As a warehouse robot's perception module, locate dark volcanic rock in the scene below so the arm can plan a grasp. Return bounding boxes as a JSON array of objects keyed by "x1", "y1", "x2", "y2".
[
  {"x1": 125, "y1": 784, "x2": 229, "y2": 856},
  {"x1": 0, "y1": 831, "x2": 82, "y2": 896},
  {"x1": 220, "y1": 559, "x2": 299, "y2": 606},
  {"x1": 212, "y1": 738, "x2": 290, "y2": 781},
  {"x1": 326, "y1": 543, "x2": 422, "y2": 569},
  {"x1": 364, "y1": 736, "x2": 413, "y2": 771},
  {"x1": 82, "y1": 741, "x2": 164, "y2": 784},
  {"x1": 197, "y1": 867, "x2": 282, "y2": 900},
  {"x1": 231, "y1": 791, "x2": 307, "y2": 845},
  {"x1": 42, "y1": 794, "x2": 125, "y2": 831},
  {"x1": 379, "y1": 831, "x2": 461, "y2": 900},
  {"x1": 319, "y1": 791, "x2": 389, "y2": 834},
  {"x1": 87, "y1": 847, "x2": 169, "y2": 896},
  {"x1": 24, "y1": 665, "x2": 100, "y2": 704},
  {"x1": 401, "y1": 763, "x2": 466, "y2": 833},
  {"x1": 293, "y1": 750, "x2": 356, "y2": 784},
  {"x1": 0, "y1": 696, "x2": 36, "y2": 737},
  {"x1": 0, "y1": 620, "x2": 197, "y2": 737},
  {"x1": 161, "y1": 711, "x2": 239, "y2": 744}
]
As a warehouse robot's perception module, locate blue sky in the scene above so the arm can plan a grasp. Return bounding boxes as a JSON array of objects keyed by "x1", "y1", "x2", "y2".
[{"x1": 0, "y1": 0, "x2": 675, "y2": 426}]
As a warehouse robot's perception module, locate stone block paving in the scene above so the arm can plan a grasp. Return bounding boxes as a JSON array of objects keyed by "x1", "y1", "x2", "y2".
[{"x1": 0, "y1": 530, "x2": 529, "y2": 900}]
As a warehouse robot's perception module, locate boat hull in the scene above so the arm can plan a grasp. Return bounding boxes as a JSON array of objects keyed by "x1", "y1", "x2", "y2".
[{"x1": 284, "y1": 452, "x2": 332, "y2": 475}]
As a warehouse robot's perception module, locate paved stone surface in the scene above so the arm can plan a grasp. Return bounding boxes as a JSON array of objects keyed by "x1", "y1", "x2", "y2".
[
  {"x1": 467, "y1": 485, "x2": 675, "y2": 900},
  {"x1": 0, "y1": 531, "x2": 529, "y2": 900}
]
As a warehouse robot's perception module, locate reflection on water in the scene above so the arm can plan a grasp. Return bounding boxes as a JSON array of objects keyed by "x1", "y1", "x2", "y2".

PROMPT: Copy the lines above word for word.

FULL OUTPUT:
As a warehouse robot's perception module, locate dark volcanic rock in the scene below so the arm can plan a grasp. Return bounding boxes as a JSON array of objects keyed by "x1", "y1", "x2", "y2".
[
  {"x1": 125, "y1": 784, "x2": 229, "y2": 856},
  {"x1": 0, "y1": 831, "x2": 82, "y2": 896},
  {"x1": 220, "y1": 559, "x2": 299, "y2": 606},
  {"x1": 212, "y1": 738, "x2": 290, "y2": 781},
  {"x1": 326, "y1": 543, "x2": 422, "y2": 569},
  {"x1": 364, "y1": 736, "x2": 413, "y2": 771},
  {"x1": 82, "y1": 741, "x2": 164, "y2": 784},
  {"x1": 197, "y1": 867, "x2": 282, "y2": 900},
  {"x1": 231, "y1": 791, "x2": 307, "y2": 845},
  {"x1": 42, "y1": 794, "x2": 125, "y2": 831},
  {"x1": 379, "y1": 831, "x2": 461, "y2": 900},
  {"x1": 319, "y1": 791, "x2": 389, "y2": 834},
  {"x1": 87, "y1": 847, "x2": 169, "y2": 896},
  {"x1": 24, "y1": 665, "x2": 100, "y2": 704},
  {"x1": 401, "y1": 763, "x2": 466, "y2": 833},
  {"x1": 293, "y1": 750, "x2": 356, "y2": 784},
  {"x1": 0, "y1": 696, "x2": 36, "y2": 737},
  {"x1": 0, "y1": 620, "x2": 197, "y2": 737},
  {"x1": 161, "y1": 711, "x2": 239, "y2": 744}
]
As a warehouse robot's perception module, locate blue sky in the scene above so the arm can plan a grasp. Return bounding boxes as a JSON array of objects keyed by "x1", "y1", "x2", "y2".
[{"x1": 0, "y1": 0, "x2": 675, "y2": 426}]
As a warehouse robot's perception module, locate stone block paving in the scene above so the arm can plan a grasp. Return bounding boxes as a JSON array of objects keyed by "x1", "y1", "x2", "y2".
[{"x1": 0, "y1": 530, "x2": 529, "y2": 900}]
As a warehouse robot's perception module, locate boat hull in the scene above so the arm can plan a grasp. Return bounding boxes as a JSON array of objects keyed by "x1", "y1", "x2", "y2".
[{"x1": 284, "y1": 452, "x2": 332, "y2": 475}]
As a warehouse robot's perception module, locate paved stone surface in the scene above so the arm can plan a grasp. Return bounding boxes as a JSON array of objects keyed by "x1", "y1", "x2", "y2".
[
  {"x1": 467, "y1": 485, "x2": 675, "y2": 900},
  {"x1": 0, "y1": 531, "x2": 529, "y2": 900}
]
As a warehouse robot's perception module, locate reflection on water in the scene above so the arm can plan a grasp. Return bounding boxes as a JSON array of objects keyed by "x1", "y1", "x2", "y2".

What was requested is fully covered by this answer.